Continue the passage on the company's income taxes and unrecognized tax benefits, starting right after its last sentence.

:: Passage ::
• • • • •

The Company files income tax returns in the U.S. federal and state jurisdictions and is currently under examination by the Internal Revenue Service (IRS) for its 2004 through 2007 tax years and the State of Minnesota for its 2003 through 2006 tax years. The Company recognized a $301,000 reduction in income tax expense as of December 31, 2007 for credits filed with the Internal Revenue Service and the State of Minnesota for tax years 2003 through 2007, net of $129,000 reserve for FASB ASC 740, Income Taxes. An additional $129,000 of unrecognized tax benefits was recorded for the year ended December 31, 2009 for changes in estimate on positions taken in these open years. An additional $10,000 of unrecognized tax benefits was recorded for the three and nine months ended September 30, 2010 for changes in judgment on positions taken on Minnesota income tax returns these open years. The unrecognized tax benefits were reduced by $200,000 due to a settlement reached with the IRS. The years 2004 through 2009 remain open for examination by other state agencies. A reconciliation of the unrecognized tax benefit is as follows:
| | December 31 | | | September 30 | |
| | 2009 | | | 2008 | | | 2010 | |
Beginning Balance | | $ | 129,000 | | | $ | 129,000 | | | $ | 258,000 | |
Additions for tax positions taken for open tax years | | | 129,000 | | | | - | | | | - | |
Reductions for positions effectively settled | | | - | | | | - | | | | (190,000 | ) |
Ending Balance | | $ | 258,000 | | | $ | 129,000 | | | $ | 68,000 | |
| | | | | | | | | | | | |
The Company recognizes interest accrued on unrecognized tax benefits as well as interest received from favorable tax settlements within interest expense. The Company recognizes penalties accrued on unrecognized tax benefits within general and administrative expenses. As of December 31, 2009 and 2008, the Company recognized no interest or penalties related to uncertain tax positions due to their insignificance to its financial position and results of operations.

• • • • •

:: Provided material ::
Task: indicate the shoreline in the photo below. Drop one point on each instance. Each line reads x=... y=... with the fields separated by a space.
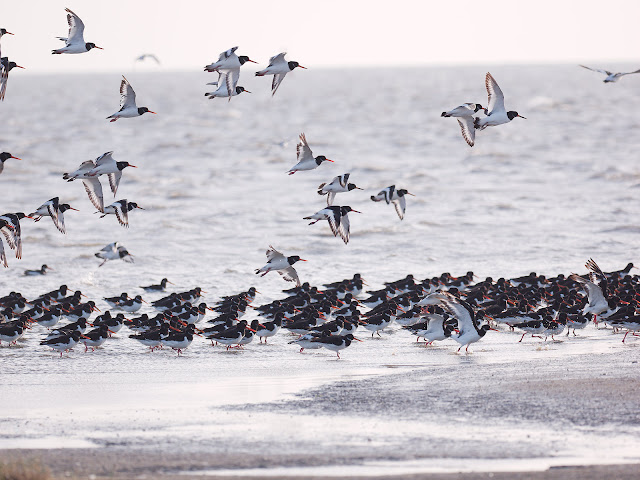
x=117 y=464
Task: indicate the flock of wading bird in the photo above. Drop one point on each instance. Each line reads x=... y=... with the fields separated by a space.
x=434 y=309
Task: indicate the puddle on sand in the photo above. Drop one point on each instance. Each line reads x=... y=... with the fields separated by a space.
x=428 y=465
x=45 y=443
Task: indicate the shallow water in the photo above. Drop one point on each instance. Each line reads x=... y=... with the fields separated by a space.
x=541 y=194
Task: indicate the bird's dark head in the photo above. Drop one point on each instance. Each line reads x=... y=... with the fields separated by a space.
x=322 y=158
x=143 y=110
x=244 y=59
x=293 y=65
x=346 y=209
x=122 y=165
x=4 y=156
x=402 y=192
x=65 y=206
x=295 y=258
x=511 y=114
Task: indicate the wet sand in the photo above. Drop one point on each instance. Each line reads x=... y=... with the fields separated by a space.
x=503 y=421
x=120 y=465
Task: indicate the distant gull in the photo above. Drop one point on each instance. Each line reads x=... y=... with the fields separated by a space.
x=395 y=196
x=145 y=56
x=128 y=108
x=338 y=185
x=114 y=251
x=306 y=160
x=278 y=67
x=611 y=77
x=4 y=156
x=276 y=261
x=74 y=42
x=54 y=209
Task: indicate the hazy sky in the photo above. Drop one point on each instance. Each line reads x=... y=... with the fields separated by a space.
x=189 y=34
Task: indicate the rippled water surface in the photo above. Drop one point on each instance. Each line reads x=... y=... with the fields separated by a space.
x=542 y=194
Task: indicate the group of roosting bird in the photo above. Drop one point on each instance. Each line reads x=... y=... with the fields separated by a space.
x=433 y=309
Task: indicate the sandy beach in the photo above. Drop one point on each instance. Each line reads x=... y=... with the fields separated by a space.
x=545 y=415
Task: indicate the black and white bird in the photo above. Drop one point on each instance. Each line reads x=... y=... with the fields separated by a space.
x=128 y=107
x=338 y=218
x=92 y=185
x=74 y=42
x=281 y=264
x=306 y=160
x=41 y=271
x=278 y=67
x=63 y=343
x=54 y=209
x=114 y=251
x=157 y=288
x=10 y=228
x=228 y=69
x=392 y=195
x=611 y=77
x=596 y=288
x=223 y=92
x=89 y=172
x=464 y=110
x=121 y=210
x=4 y=156
x=335 y=343
x=339 y=184
x=469 y=329
x=498 y=114
x=5 y=67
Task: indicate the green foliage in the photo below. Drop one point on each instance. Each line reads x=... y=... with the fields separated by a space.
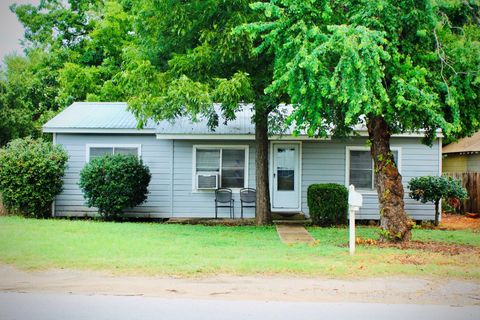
x=414 y=63
x=432 y=189
x=190 y=59
x=31 y=174
x=327 y=203
x=113 y=183
x=73 y=53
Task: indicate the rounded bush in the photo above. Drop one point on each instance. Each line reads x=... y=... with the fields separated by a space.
x=31 y=174
x=433 y=189
x=113 y=183
x=327 y=203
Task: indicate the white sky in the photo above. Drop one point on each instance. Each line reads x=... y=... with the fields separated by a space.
x=11 y=29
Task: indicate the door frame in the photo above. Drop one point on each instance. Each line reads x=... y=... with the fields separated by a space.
x=270 y=176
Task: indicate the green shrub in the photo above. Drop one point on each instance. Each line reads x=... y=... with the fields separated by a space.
x=433 y=189
x=31 y=174
x=113 y=183
x=327 y=203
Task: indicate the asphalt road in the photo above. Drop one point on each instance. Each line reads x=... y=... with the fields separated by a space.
x=72 y=307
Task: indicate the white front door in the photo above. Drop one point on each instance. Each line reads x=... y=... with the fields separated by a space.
x=286 y=176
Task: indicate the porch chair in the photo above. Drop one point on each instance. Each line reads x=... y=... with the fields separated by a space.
x=247 y=197
x=224 y=196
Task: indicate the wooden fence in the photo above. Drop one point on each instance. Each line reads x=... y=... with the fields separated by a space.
x=471 y=182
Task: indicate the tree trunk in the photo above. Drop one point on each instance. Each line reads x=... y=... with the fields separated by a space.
x=263 y=215
x=393 y=218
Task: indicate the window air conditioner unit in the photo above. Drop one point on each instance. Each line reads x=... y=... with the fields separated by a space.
x=207 y=181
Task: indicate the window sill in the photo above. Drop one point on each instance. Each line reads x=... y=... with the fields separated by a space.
x=234 y=190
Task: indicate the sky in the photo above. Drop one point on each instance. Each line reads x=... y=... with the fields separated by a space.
x=11 y=29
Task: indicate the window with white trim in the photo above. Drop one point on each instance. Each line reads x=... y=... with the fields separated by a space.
x=95 y=151
x=361 y=171
x=230 y=163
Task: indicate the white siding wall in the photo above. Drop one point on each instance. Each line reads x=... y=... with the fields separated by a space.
x=324 y=162
x=189 y=203
x=155 y=153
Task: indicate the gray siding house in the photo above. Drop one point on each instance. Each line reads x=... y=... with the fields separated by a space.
x=184 y=156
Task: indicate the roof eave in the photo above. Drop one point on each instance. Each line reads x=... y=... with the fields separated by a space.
x=99 y=130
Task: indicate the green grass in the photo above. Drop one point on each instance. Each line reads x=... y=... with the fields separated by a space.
x=190 y=250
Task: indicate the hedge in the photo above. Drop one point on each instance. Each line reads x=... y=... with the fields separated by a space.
x=31 y=174
x=113 y=183
x=328 y=204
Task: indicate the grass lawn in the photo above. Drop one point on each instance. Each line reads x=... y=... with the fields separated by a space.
x=191 y=250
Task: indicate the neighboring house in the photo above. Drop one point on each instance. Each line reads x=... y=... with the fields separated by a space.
x=463 y=155
x=183 y=156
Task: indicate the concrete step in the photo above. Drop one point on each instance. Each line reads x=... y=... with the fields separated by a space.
x=292 y=222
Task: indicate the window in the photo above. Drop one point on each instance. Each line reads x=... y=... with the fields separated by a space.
x=229 y=163
x=360 y=169
x=97 y=150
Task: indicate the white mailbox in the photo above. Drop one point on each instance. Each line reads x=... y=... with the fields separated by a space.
x=355 y=201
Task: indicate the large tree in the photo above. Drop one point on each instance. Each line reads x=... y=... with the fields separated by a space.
x=392 y=66
x=185 y=57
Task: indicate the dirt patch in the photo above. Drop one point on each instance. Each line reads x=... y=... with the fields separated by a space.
x=460 y=222
x=410 y=259
x=431 y=246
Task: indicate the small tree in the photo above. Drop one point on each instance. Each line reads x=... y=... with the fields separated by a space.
x=31 y=174
x=115 y=183
x=433 y=189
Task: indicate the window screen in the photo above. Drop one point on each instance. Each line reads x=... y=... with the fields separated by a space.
x=229 y=163
x=126 y=151
x=98 y=152
x=208 y=160
x=233 y=168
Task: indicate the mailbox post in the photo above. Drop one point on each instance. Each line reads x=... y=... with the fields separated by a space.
x=355 y=201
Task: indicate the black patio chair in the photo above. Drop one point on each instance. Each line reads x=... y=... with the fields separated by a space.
x=247 y=197
x=224 y=196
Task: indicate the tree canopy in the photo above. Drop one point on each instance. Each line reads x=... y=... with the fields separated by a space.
x=415 y=63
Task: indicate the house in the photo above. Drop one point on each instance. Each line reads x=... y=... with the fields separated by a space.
x=463 y=155
x=183 y=155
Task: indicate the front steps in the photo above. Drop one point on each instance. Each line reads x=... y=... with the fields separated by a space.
x=290 y=219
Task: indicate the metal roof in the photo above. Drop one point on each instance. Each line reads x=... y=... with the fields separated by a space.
x=242 y=124
x=114 y=117
x=465 y=145
x=94 y=115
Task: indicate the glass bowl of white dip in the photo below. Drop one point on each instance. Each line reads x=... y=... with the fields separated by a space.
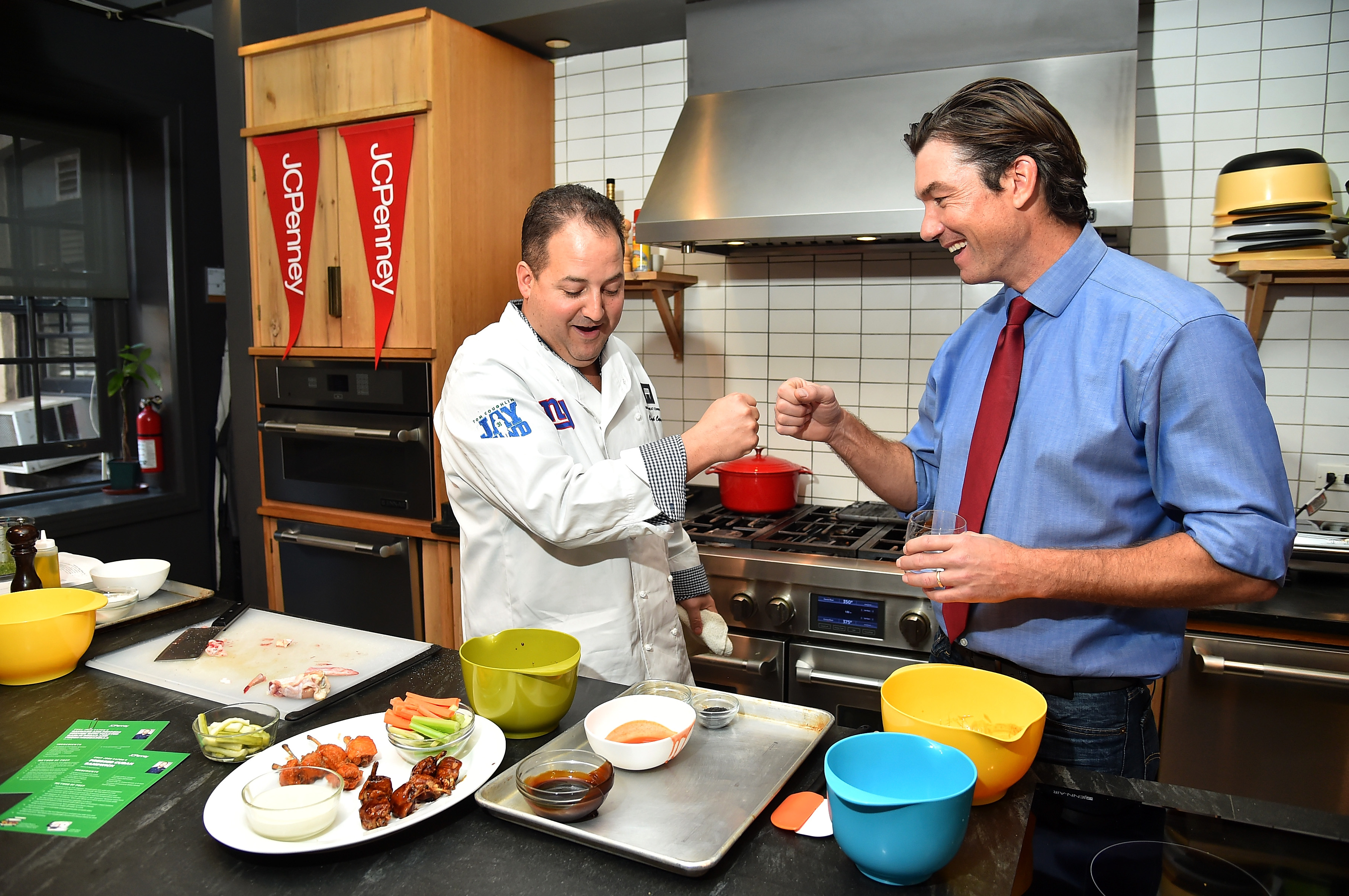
x=292 y=803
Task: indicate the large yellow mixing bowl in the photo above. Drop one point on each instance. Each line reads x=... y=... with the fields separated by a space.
x=524 y=678
x=45 y=633
x=954 y=704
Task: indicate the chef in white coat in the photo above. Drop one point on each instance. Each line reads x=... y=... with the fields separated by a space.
x=570 y=500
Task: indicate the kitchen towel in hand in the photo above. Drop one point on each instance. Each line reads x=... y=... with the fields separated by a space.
x=714 y=631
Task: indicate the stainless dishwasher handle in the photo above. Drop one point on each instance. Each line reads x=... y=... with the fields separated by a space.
x=807 y=674
x=752 y=666
x=1221 y=666
x=339 y=545
x=341 y=431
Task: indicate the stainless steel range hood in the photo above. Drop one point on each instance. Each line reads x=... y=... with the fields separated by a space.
x=805 y=151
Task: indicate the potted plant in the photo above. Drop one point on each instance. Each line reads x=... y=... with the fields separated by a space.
x=133 y=370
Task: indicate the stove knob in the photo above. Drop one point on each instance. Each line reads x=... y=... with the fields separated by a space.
x=743 y=607
x=780 y=611
x=915 y=628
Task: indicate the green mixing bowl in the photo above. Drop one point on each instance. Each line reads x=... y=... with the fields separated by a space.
x=524 y=678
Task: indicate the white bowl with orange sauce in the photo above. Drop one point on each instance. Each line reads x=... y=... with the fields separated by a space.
x=649 y=731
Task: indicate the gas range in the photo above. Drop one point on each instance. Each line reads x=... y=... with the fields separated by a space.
x=818 y=611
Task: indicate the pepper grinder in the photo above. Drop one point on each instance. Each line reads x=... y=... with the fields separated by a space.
x=22 y=540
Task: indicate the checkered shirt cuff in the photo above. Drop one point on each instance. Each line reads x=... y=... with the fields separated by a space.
x=691 y=583
x=667 y=473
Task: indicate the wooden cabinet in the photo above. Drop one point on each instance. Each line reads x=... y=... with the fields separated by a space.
x=482 y=150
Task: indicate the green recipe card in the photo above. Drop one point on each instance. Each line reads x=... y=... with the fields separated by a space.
x=75 y=747
x=84 y=798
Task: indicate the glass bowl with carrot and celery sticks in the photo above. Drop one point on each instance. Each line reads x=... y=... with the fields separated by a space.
x=420 y=727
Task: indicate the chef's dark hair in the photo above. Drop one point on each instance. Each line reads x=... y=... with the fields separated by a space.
x=994 y=122
x=555 y=209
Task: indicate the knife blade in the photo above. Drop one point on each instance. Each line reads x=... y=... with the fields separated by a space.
x=193 y=642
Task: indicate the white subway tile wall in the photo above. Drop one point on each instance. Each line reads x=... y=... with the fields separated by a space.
x=1217 y=79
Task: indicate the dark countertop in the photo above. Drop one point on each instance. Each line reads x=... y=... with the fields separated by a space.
x=158 y=842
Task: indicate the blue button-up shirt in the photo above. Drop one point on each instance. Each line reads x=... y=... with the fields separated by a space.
x=1142 y=414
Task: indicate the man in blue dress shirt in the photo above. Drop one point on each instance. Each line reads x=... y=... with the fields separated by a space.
x=1140 y=475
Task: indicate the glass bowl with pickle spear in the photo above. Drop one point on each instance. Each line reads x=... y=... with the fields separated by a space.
x=234 y=734
x=419 y=727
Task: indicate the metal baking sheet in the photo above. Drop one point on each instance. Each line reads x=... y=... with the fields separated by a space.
x=685 y=816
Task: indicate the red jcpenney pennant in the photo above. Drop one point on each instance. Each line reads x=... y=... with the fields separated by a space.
x=290 y=172
x=380 y=155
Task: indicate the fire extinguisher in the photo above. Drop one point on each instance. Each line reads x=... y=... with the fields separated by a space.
x=150 y=441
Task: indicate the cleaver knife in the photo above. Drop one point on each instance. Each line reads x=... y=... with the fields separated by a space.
x=192 y=643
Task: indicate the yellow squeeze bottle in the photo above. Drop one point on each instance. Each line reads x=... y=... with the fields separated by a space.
x=48 y=564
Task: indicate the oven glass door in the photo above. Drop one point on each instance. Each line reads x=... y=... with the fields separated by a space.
x=753 y=669
x=373 y=463
x=844 y=682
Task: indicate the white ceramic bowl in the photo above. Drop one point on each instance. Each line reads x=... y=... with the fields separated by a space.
x=674 y=715
x=120 y=604
x=144 y=576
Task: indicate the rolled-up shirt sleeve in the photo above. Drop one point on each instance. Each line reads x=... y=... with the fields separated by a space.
x=1213 y=452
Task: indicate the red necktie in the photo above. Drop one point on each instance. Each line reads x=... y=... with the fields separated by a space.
x=991 y=437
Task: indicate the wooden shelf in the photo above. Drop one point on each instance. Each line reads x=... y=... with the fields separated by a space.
x=1261 y=274
x=663 y=286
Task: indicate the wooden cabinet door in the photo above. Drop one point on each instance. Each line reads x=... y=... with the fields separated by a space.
x=413 y=324
x=272 y=313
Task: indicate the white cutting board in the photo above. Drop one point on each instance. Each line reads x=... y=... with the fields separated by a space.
x=223 y=678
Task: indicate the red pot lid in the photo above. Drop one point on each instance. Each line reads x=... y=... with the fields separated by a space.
x=759 y=463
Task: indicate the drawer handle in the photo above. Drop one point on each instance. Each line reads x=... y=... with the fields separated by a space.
x=339 y=545
x=752 y=666
x=1220 y=666
x=807 y=674
x=341 y=431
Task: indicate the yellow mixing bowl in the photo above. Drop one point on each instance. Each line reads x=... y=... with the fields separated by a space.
x=45 y=633
x=524 y=678
x=952 y=704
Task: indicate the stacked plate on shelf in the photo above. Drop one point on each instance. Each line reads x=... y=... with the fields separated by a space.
x=1275 y=205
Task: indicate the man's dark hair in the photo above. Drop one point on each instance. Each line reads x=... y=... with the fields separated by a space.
x=552 y=209
x=994 y=122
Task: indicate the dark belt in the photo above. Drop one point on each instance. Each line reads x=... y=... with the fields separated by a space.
x=1053 y=685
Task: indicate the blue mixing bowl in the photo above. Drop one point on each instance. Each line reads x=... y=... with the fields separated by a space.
x=900 y=803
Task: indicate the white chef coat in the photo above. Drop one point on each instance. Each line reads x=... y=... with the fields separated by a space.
x=552 y=499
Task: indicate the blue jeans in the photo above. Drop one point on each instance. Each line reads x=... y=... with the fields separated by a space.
x=1112 y=732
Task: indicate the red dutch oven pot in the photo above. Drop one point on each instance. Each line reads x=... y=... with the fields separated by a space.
x=759 y=483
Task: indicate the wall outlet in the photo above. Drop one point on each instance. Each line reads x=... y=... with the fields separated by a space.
x=1342 y=472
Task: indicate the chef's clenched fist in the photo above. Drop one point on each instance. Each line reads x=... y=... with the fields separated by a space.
x=807 y=410
x=728 y=430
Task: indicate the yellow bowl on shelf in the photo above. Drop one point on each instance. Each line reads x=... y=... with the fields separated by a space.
x=522 y=678
x=45 y=633
x=995 y=720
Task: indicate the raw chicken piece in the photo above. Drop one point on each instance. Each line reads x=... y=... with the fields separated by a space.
x=328 y=669
x=300 y=686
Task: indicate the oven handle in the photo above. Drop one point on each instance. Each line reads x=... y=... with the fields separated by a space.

• • • • •

:: Reply ::
At December 31, 2009, the Company had no net operating loss carryforwards for federal purposes and $2,071,000 for state income tax purposes that are available to offset future taxable income and begin to expire in the year 2022. At December 31, 2009, the Company had federal and Minnesota research and development tax credit carryforwards of $135,000 and $39,000, respectively, which begin to expire in the years 2026 and 2022, respectively.
Given the fact that the Company is currently under audit by the State of Minnesota, it is possible that significant changes in the gross balance of unrecognized tax benefits may occur within the next year. An estimate of the range of such gross changes cannot be made at this time. The Company expects that any changes would have a significant impact on its effective tax rate and expected cash receipts for income taxes refundable within the next year.
Note 7. Warrants and Stock-Based Compensation Plans
Warrants: The Company has warrants outstanding to purchase 12,500 shares of common stock at a weighted average exercise price of $3.52 per share. These warrants were granted prior to 2007 and expire at various dates commencing February 1, 2009.
Employee stock purchase plan: The 1997 Employee Stock Purchase Plan (ESPP) has provided Winland employees the opportunity to purchase common stock through payroll deductions. The purchase price is set at the lower of 85% of the fair market value of common stock at the beginning of the participation period or 85% of the fair market value on the purchase date. The participation periods have a 6-month duration beginning in January and July of each year. A total of 300,000 shares of common stock were authorized for issuance under the ESPP of which 127,085 have been issued. Winland issued 17,287 and 8,800 shares for the years ended December 31, 2009 and 2008, respectively, incurring $4,000 and $9,000 of compensation expense under t his plan for those years.
Note 7. Warrants and Stock-Based Compensation Plans (Continued)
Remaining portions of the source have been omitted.